> [INSTRUCTION]
Show each line below that contains the string "person", copying every such line in full. Treat the match as case-sensitive.

Stored data entries:
##############################

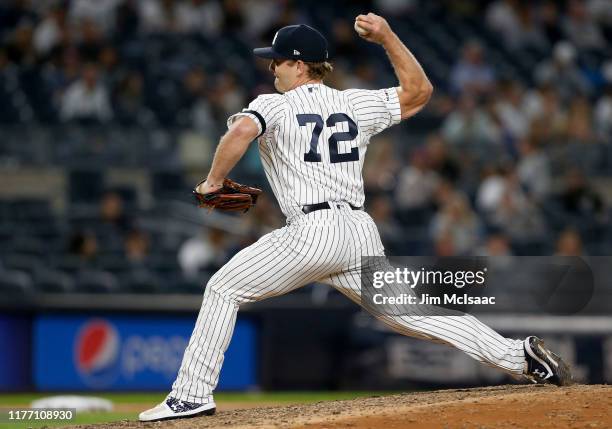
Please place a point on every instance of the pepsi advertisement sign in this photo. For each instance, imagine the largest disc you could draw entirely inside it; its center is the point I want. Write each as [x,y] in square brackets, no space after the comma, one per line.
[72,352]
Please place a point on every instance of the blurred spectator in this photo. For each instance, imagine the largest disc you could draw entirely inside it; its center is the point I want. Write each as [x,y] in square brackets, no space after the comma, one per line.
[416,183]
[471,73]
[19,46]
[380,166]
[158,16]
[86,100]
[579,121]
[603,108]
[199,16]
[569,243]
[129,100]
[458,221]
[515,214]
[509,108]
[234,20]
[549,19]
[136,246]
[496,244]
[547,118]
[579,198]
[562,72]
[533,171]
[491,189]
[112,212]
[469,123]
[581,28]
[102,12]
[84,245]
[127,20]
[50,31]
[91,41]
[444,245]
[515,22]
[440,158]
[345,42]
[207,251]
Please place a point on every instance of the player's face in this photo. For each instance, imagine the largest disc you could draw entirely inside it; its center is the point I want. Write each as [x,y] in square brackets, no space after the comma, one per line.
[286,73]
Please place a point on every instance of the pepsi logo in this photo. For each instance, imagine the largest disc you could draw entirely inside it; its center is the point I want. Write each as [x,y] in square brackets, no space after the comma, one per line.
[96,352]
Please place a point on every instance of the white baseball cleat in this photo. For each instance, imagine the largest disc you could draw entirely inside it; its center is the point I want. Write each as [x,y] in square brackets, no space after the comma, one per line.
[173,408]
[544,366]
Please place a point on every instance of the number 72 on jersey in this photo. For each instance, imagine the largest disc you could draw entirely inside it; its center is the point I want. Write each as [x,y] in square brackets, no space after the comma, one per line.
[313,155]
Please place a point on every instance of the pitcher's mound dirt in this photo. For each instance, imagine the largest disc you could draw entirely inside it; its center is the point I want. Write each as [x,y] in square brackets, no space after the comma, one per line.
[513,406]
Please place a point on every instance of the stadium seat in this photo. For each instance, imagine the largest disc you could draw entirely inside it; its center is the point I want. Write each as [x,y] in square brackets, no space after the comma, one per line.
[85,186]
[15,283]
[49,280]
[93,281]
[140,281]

##############################

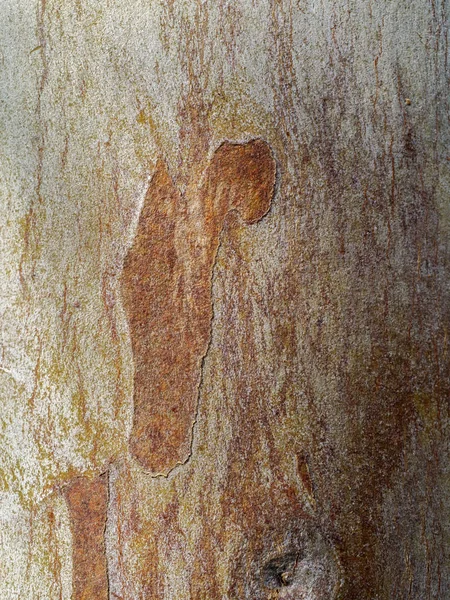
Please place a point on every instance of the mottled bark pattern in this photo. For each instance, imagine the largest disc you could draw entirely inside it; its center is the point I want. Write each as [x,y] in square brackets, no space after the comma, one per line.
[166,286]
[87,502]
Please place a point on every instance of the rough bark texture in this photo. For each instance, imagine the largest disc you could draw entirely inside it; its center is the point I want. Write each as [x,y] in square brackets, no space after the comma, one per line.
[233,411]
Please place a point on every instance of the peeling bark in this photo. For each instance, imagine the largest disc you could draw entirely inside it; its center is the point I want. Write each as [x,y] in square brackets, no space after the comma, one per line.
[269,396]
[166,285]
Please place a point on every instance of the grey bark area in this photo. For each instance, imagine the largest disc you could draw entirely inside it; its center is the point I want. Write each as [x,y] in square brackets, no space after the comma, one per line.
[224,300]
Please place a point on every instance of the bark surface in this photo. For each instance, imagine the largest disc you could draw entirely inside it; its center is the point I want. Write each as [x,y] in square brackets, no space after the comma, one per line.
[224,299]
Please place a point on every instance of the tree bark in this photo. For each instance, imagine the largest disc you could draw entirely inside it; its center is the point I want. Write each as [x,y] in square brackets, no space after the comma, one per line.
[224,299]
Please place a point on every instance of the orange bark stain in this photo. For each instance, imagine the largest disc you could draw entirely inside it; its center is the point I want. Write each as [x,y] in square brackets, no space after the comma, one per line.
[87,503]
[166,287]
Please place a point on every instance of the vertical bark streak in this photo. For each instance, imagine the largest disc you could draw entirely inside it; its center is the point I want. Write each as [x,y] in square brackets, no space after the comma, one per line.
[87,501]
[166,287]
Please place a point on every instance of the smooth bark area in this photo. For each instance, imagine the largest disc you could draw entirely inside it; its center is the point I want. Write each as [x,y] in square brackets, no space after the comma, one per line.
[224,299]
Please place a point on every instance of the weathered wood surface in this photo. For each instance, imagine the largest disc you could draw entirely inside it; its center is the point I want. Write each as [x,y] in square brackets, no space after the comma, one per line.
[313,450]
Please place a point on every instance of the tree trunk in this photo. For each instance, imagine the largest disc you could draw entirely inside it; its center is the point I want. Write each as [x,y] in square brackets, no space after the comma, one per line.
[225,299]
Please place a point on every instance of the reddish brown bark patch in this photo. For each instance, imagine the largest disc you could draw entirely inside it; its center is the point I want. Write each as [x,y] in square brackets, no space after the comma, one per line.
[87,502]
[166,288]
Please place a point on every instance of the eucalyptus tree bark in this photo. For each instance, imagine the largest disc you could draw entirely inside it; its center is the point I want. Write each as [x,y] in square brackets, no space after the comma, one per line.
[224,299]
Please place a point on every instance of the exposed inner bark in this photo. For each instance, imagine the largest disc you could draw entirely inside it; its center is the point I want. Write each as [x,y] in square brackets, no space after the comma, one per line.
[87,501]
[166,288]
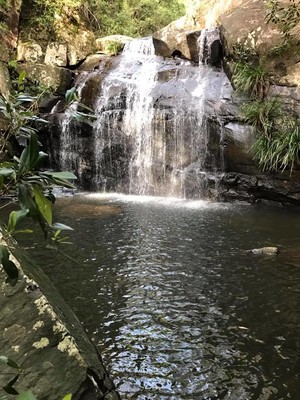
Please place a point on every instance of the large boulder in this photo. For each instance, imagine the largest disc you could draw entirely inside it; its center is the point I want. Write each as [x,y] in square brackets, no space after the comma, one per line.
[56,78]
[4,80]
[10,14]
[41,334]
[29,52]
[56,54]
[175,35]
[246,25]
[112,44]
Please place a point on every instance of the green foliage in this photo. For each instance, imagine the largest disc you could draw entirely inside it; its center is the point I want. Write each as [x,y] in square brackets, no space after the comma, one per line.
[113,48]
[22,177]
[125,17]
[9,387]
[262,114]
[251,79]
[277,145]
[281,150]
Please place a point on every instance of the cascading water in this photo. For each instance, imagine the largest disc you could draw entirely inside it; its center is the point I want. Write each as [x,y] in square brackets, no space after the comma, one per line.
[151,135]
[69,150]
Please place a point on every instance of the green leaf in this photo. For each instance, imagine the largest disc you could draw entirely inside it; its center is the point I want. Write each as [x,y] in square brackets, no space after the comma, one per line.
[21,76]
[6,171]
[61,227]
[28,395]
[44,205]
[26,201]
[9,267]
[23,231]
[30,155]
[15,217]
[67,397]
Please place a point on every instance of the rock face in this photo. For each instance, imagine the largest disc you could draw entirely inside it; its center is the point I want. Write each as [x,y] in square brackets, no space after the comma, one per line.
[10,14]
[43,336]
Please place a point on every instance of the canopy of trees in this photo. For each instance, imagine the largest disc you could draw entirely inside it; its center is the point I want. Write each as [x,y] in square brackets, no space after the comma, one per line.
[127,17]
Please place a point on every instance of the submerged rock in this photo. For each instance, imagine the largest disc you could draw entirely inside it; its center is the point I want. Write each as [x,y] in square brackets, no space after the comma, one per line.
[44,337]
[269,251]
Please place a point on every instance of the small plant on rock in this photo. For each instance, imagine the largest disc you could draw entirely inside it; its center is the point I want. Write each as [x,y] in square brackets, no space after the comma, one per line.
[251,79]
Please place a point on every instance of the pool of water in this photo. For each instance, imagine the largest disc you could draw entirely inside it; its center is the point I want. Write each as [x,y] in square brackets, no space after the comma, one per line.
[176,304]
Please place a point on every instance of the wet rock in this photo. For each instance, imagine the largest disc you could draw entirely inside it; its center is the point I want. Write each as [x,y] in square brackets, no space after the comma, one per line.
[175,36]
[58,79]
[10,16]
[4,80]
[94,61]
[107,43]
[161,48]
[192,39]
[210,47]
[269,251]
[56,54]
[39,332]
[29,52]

##############################

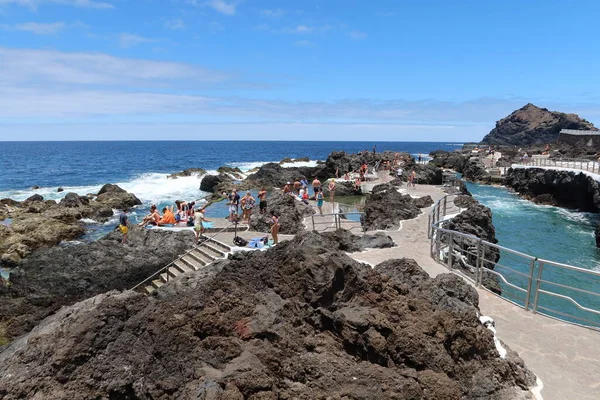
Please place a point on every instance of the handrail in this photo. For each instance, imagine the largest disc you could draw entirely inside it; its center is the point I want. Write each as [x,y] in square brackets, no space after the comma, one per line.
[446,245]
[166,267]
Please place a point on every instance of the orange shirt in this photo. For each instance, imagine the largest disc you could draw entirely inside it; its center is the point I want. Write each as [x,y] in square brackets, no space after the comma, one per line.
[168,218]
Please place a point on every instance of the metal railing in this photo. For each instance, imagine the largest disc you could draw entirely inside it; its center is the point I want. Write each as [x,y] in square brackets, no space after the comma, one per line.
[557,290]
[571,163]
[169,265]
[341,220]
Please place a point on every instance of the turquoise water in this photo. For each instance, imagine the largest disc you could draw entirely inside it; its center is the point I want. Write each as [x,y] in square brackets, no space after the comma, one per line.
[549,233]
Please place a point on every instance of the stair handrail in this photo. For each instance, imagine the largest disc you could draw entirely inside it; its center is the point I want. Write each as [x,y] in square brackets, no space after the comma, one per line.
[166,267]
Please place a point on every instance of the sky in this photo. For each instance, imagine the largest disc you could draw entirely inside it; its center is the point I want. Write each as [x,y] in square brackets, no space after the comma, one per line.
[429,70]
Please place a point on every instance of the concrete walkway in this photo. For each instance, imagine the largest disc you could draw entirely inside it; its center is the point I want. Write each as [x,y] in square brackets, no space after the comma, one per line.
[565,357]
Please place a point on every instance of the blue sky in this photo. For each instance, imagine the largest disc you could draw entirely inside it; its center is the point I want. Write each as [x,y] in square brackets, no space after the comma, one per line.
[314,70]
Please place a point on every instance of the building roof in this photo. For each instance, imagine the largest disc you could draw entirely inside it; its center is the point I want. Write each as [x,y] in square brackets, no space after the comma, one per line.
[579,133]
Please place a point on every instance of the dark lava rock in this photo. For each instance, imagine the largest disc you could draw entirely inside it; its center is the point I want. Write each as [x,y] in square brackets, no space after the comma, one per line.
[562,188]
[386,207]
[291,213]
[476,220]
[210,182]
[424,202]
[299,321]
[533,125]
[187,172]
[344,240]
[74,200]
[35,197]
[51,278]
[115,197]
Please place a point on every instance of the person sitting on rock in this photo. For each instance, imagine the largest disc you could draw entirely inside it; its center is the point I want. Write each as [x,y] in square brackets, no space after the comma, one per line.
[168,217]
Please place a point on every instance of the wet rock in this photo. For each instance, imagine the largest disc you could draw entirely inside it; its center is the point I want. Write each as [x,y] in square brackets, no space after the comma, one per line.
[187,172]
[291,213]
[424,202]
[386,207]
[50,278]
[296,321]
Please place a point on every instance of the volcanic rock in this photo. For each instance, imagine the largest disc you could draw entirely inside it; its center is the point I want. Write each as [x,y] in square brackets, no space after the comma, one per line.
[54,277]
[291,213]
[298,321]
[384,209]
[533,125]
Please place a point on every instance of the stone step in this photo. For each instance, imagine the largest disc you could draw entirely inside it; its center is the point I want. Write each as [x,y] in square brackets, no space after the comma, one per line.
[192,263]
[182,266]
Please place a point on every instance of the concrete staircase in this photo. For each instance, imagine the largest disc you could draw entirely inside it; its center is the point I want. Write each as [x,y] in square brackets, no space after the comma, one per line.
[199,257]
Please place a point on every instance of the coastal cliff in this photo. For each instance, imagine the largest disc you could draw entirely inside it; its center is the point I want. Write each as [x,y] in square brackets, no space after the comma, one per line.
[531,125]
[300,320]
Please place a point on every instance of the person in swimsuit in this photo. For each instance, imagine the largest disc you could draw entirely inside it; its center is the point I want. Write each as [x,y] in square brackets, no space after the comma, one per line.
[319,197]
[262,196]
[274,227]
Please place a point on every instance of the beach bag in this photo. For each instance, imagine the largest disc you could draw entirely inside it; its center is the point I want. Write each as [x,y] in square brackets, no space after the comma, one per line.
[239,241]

##############################

> [SOLUTION TO THE EXERCISE]
Please place a point on every instance of the person sitting on rock in this photo. For each instance, imagine the largest disc you could draw entirely inside it; its center is the point I want. Write each as [x,y] in square brackets, no space after the comma, one per line.
Please place a point on every instance of the person in swimsuit in this photo. For each instance, imagine the largest disc you could draw entirely inside it; its center is the point I want. Write each as [x,y] in square brackets, no space after the comma, one per line.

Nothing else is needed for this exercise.